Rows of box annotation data
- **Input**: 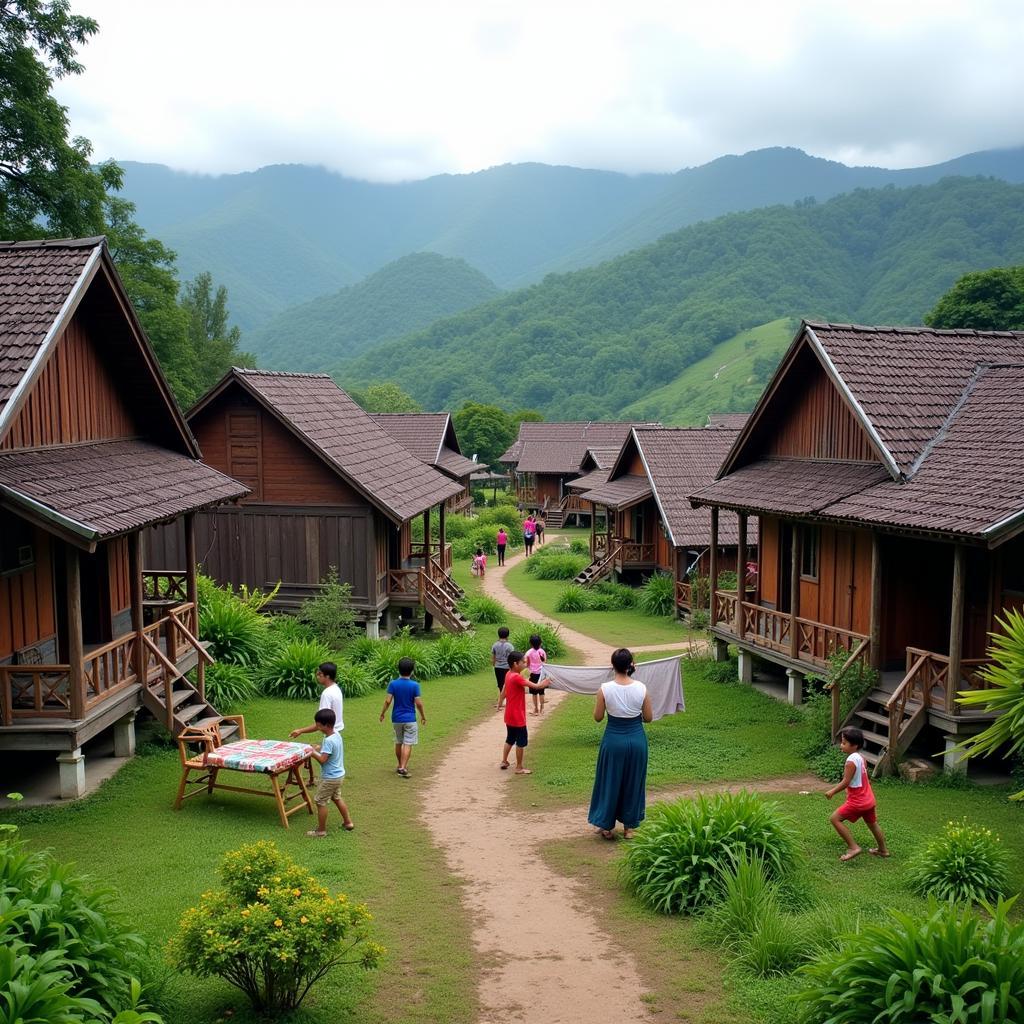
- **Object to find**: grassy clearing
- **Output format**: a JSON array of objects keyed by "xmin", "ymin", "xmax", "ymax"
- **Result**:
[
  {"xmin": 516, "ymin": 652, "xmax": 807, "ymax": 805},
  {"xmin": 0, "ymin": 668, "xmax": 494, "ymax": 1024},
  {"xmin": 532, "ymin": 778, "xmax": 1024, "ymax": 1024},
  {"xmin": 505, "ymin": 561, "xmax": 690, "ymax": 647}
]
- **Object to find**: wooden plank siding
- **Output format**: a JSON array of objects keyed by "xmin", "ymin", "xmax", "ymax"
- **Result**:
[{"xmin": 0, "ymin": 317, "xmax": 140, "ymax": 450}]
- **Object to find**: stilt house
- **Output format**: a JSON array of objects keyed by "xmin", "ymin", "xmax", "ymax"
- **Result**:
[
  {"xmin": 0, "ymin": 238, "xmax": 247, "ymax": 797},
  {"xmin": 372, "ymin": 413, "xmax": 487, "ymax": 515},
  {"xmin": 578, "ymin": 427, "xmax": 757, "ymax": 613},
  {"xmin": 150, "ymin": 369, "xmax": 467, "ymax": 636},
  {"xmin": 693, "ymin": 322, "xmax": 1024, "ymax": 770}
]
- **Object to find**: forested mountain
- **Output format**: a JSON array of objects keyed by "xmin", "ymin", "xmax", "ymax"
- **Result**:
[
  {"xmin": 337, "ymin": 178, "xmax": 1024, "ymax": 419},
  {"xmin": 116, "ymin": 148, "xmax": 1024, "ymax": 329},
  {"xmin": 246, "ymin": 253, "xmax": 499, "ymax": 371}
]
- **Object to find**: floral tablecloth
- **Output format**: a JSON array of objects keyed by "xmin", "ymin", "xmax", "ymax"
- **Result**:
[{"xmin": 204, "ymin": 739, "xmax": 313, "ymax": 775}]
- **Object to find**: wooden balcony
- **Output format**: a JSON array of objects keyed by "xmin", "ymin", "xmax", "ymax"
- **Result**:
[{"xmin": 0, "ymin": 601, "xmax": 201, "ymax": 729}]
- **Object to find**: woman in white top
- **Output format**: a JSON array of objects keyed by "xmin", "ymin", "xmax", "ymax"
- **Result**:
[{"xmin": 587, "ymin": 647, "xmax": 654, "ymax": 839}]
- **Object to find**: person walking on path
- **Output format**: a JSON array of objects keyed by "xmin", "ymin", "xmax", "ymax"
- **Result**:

_GIVEN REQUEST_: Please turn each line of the items above into a row of a Markdown table with the columns Number and Record line, skipping blank lines. Leave the pictures out of the answer.

_COMPLETED TASK_:
| Number | Record line |
|---|---|
| 1 | - **Input**:  |
| 2 | - **Object to find**: grassy clearing |
| 3 | - **Output format**: a JSON array of objects keyed by "xmin", "ymin", "xmax", "ymax" |
| 4 | - **Result**: |
| 5 | [ |
| 6 |   {"xmin": 516, "ymin": 652, "xmax": 807, "ymax": 805}, |
| 7 |   {"xmin": 0, "ymin": 668, "xmax": 494, "ymax": 1024}, |
| 8 |   {"xmin": 532, "ymin": 778, "xmax": 1024, "ymax": 1024}, |
| 9 |   {"xmin": 505, "ymin": 561, "xmax": 690, "ymax": 647} |
| 10 | ] |
| 11 | - **Object to find**: wooden plank siding |
| 12 | - **Output format**: a JSON array of objects keyed by "xmin", "ymin", "xmax", "ymax" |
| 13 | - **Result**: |
| 14 | [{"xmin": 0, "ymin": 317, "xmax": 140, "ymax": 450}] |
| 15 | - **Object to find**: stilt house |
| 16 | - **Output format**: a JSON array of objects keyed by "xmin", "ymin", "xmax", "ymax" |
| 17 | - **Result**: |
| 18 | [ |
| 19 |   {"xmin": 0, "ymin": 238, "xmax": 247, "ymax": 797}, |
| 20 |   {"xmin": 372, "ymin": 413, "xmax": 487, "ymax": 515}, |
| 21 |   {"xmin": 578, "ymin": 427, "xmax": 757, "ymax": 613}, |
| 22 |   {"xmin": 150, "ymin": 369, "xmax": 467, "ymax": 636}, |
| 23 |   {"xmin": 693, "ymin": 322, "xmax": 1024, "ymax": 770} |
| 24 | ] |
| 25 | - **Object to find**: forested mountain |
| 26 | - **Output format**: a JSON array of objects keyed by "xmin", "ymin", "xmax", "ymax" |
| 27 | - **Result**: |
| 28 | [ |
| 29 |   {"xmin": 337, "ymin": 178, "xmax": 1024, "ymax": 419}, |
| 30 |   {"xmin": 116, "ymin": 148, "xmax": 1024, "ymax": 329}, |
| 31 |   {"xmin": 246, "ymin": 253, "xmax": 499, "ymax": 371} |
| 32 | ] |
| 33 | - **Object to find**: floral tablecloth |
| 34 | - **Output format**: a JSON array of objects keyed by "xmin", "ymin", "xmax", "ymax" |
| 35 | - **Result**: |
| 36 | [{"xmin": 204, "ymin": 739, "xmax": 313, "ymax": 775}] |
| 37 | - **Object to find**: wooden balcony |
| 38 | - **Output format**: a JSON array of objects keyed by "xmin", "ymin", "xmax", "ymax" |
| 39 | - **Result**: |
| 40 | [{"xmin": 0, "ymin": 601, "xmax": 201, "ymax": 729}] |
| 41 | - **Object to find**: woman in white top |
| 42 | - **Output format**: a JSON array of objects keyed by "xmin", "ymin", "xmax", "ymax" |
| 43 | - **Result**: |
| 44 | [{"xmin": 587, "ymin": 647, "xmax": 654, "ymax": 839}] |
| 45 | - **Object to find**: person walking on path |
| 46 | - **Output format**: a JSON array of objects keyed by "xmin", "ymin", "xmax", "ymax" |
| 47 | - **Result**: |